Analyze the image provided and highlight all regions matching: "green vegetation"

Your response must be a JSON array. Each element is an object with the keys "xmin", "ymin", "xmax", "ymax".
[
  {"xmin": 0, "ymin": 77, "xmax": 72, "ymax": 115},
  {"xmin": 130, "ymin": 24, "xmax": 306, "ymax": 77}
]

################

- _Directions_
Please rewrite every line of the listing above, requests included, and scale each bounding-box coordinate in the answers by 1.3, rounding to the nearest whole number with halves going up. Leave all other text and numbers unchanged.

- _Response for this exercise_
Analyze the image provided and highlight all regions matching: "green vegetation"

Your response must be a JSON array. Each element is an object with the keys "xmin", "ymin", "xmax", "ymax".
[
  {"xmin": 0, "ymin": 100, "xmax": 94, "ymax": 150},
  {"xmin": 169, "ymin": 31, "xmax": 398, "ymax": 100}
]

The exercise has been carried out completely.